## [O que fazer]
A - Segundo o texto sobre a dança Tribal Brasil, com quantas bailarinas a dissertação de mestrado de Kilma Farias Bezerra (2017) fez interlocução?
B - Resuma em duas frases o texto sobre a dança Tribal Brasil.

## [Texto para leitura]
· · · ·
Em relação ao Tribal Brasil, foram produzidos trabalhos acadêmicos em outros

campos, como as produções de Kilma Farias, no trabalho de conclusão de curso da

licenciatura em Dança (BEZERRA, 2018), e na dissertação de mestrado em Ciência das

religiões (BEZERRA, 2017). Os trabalhos de Kilma, apesar de não estarem situados na

antropologia da dança, aproximam-se desse campo ao citar autoras como Healiinohomoku

(2013) que produz o texto sobre o balé também ser uma dança “étnica”, e ao buscar a

etnografia como método. Contudo, a proximidade que percebo entre o meu trabalho e a sua

pesquisa, está na relação entre corpo, movimento e som. A dissertação de mestrado de

Kilma Farias Bezerra (2017) tem como intuito a compreensão das relações entre

espiritualidade e o corpo na dança Tribal Brasil, a partir da interlocução com nove

bailarinas, alunas do curso de Formação em Tribal Brasil. Fui aluna e participante da

pesquisa, na qual ela analisa, a partir da etnografia, narrativas, tanto de escritas como de

dança, para então perceber relações entre corpo e espiritualidade. Segundo Kilma, a

proposta dessa pesquisa é compreender como a experiência de dançar modifica as alunas

em seu “ser”, articulando assim, memória, corpo e movimento, com espiritualidades que

não são religiosas. Para isso, Laban (1978), articulado com a fenomenologia, é um pilar

para observar a prática dos estudos das alunas, através dos vídeos gravados como avaliação.
· · · ·
## [Material fornecido]
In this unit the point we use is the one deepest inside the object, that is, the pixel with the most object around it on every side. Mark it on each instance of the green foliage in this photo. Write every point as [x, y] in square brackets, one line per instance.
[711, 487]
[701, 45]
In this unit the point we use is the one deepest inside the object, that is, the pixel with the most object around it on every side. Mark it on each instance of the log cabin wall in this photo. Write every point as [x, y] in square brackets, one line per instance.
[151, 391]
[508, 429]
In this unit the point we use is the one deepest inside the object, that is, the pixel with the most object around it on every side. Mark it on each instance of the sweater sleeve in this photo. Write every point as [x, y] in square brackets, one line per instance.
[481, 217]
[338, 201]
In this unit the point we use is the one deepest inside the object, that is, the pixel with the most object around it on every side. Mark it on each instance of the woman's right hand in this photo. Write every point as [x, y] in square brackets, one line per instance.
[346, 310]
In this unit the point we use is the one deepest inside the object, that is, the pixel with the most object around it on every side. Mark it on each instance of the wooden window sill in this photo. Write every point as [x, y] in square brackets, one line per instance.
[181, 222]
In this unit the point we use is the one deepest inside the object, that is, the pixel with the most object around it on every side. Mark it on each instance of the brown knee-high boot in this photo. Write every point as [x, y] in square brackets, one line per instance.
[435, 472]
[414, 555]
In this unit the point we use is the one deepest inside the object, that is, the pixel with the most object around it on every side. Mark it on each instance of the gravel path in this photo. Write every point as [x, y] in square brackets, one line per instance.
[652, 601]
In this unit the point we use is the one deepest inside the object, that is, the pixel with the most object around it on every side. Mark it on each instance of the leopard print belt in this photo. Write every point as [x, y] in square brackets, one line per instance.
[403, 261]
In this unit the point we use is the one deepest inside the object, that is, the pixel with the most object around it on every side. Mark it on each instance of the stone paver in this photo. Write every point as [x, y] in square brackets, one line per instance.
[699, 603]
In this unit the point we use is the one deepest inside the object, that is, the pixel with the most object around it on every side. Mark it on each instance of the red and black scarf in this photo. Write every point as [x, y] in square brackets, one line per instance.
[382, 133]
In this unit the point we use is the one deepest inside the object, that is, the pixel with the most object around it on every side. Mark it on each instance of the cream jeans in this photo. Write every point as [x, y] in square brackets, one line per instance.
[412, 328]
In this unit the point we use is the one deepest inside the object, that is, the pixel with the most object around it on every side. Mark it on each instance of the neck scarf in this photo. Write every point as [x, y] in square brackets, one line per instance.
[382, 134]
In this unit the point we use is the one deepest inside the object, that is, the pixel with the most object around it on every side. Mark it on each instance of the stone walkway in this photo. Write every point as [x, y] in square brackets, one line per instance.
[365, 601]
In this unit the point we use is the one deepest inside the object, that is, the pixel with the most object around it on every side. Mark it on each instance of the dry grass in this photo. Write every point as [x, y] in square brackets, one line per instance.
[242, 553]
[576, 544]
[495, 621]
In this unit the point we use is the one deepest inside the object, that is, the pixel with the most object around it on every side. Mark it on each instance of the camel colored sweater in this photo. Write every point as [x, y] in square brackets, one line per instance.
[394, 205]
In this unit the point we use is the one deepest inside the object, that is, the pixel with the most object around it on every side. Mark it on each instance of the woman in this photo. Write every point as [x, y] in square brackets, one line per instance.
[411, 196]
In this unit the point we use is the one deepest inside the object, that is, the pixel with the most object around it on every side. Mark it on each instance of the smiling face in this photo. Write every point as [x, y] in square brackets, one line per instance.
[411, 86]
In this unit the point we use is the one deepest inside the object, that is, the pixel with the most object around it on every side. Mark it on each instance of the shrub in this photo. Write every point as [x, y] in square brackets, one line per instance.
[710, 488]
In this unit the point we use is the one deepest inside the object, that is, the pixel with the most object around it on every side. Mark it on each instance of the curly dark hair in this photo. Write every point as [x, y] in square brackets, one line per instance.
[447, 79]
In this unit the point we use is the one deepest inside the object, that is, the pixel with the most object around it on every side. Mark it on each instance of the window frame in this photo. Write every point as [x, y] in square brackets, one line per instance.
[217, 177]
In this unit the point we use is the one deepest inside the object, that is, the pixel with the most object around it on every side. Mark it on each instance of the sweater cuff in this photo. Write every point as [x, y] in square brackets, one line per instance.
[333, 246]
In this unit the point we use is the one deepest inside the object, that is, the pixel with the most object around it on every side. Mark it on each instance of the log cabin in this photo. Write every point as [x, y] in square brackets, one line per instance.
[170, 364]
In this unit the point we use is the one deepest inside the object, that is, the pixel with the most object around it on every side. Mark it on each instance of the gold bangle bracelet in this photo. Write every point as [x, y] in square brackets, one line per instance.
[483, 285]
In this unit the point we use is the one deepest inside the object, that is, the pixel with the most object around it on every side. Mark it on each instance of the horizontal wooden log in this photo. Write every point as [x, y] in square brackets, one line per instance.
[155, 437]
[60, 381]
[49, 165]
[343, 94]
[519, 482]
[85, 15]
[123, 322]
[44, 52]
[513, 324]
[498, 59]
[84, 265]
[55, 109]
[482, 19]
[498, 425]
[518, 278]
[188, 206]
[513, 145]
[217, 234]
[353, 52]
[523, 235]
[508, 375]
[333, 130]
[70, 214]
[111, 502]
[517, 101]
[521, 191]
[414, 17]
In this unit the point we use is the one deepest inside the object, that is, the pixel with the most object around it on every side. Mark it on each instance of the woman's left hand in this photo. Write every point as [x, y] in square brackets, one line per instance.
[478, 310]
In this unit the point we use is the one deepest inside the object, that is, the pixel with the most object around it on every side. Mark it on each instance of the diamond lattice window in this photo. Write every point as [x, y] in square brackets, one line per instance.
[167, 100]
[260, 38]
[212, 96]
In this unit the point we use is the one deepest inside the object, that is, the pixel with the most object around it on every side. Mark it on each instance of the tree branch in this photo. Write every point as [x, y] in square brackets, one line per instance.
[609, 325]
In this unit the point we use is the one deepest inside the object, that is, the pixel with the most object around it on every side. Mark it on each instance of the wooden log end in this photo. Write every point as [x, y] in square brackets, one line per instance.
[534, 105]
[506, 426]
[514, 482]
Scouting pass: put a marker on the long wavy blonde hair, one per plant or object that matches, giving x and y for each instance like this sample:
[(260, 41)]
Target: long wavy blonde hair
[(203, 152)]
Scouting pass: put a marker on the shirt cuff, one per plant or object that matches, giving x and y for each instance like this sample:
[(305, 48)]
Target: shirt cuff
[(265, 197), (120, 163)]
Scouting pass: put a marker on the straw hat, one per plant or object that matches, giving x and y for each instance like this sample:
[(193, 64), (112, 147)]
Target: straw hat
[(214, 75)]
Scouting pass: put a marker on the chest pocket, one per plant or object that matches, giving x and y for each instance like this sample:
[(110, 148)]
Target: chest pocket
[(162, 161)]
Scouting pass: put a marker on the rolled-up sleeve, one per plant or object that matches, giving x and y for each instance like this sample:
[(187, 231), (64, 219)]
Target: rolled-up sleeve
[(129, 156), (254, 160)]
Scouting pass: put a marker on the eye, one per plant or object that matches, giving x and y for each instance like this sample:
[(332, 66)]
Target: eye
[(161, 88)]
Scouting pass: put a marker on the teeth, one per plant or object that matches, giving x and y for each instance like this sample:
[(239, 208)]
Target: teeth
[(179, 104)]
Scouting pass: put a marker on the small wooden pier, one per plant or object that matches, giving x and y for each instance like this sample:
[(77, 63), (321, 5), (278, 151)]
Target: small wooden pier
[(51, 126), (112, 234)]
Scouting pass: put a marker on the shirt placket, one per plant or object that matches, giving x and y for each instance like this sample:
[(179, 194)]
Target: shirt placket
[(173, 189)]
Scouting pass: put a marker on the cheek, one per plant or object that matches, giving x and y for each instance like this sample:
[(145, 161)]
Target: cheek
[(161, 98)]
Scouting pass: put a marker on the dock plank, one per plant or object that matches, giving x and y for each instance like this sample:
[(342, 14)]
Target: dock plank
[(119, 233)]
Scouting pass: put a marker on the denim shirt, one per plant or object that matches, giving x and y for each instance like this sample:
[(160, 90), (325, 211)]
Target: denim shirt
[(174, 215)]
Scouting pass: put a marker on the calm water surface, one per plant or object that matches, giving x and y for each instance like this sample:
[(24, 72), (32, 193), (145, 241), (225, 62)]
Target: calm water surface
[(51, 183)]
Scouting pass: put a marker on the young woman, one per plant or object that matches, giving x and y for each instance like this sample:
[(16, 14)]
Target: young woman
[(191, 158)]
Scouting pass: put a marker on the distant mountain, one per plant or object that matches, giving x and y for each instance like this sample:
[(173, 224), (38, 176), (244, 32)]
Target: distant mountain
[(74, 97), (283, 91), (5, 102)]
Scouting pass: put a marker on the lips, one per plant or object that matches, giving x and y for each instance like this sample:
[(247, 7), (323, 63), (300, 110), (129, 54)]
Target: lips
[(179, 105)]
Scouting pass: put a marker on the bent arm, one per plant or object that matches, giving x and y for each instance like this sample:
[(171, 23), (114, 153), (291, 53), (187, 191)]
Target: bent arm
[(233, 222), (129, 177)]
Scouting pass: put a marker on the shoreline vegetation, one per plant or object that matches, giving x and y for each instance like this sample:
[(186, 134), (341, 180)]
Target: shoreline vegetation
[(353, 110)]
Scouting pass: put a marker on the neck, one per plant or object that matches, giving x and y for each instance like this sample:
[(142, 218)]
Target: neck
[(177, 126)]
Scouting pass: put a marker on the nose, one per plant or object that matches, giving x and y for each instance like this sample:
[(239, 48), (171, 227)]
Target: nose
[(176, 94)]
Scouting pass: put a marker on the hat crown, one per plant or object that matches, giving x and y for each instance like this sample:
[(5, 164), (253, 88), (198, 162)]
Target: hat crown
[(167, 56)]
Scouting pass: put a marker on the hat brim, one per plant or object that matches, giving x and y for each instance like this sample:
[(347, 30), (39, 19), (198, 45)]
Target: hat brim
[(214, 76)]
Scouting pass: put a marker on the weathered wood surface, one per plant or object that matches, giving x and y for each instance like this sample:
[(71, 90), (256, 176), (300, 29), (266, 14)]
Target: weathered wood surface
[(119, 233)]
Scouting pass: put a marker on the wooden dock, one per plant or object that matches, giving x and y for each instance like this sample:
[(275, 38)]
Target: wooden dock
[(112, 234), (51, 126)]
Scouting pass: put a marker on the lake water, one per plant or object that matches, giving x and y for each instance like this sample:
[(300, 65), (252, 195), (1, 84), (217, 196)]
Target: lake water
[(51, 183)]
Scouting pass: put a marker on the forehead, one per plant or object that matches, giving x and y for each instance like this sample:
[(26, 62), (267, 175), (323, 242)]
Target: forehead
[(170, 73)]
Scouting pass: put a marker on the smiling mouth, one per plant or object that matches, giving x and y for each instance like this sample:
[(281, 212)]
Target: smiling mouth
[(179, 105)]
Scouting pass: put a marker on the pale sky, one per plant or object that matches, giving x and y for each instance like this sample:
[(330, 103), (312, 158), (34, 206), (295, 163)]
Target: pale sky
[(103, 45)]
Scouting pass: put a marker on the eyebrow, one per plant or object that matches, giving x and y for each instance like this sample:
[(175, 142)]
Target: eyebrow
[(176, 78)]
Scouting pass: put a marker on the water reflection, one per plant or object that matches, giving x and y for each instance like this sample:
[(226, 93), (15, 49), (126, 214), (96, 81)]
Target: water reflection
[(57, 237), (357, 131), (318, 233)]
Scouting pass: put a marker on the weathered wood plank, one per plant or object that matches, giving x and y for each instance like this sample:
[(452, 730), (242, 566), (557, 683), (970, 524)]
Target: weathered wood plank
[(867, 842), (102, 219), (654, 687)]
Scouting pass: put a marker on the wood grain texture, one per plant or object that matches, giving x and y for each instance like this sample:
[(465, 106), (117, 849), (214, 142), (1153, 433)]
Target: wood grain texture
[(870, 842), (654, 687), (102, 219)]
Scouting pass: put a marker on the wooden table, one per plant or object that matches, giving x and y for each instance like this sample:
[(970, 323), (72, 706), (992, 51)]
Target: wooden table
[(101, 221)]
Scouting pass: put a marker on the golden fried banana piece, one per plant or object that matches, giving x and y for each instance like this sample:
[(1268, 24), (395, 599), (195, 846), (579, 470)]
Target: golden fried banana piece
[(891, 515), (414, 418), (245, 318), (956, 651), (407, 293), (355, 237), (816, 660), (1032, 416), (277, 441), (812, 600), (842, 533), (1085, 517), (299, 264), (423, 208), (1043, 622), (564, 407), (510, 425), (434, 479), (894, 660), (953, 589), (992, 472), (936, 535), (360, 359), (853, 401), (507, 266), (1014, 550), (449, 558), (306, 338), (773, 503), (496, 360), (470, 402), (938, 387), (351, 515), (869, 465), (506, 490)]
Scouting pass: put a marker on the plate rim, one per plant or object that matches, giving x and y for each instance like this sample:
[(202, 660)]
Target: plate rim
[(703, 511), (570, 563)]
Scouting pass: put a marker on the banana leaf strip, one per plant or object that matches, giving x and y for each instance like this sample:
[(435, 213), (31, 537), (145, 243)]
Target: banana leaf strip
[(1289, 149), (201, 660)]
· · · ·
## [Resultados por tarefa]
A - Com nove bailarinas, alunas do curso de Formação em Tribal Brasil.

B - Sobre o Tribal Brasil, Kilma Farias produziu um trabalho de conclusão de curso da licenciatura em Dança (2018) e uma dissertação de mestrado em Ciência das religiões (2017), que se aproximam da antropologia da dança ao citar Healiinohomoku e ao usar a etnografia como método. A dissertação busca compreender as relações entre espiritualidade e corpo nessa dança a partir de nove bailarinas, alunas do curso de Formação, e tem Laban, articulado com a fenomenologia, como pilar para observar a prática das alunas nos vídeos gravados como avaliação.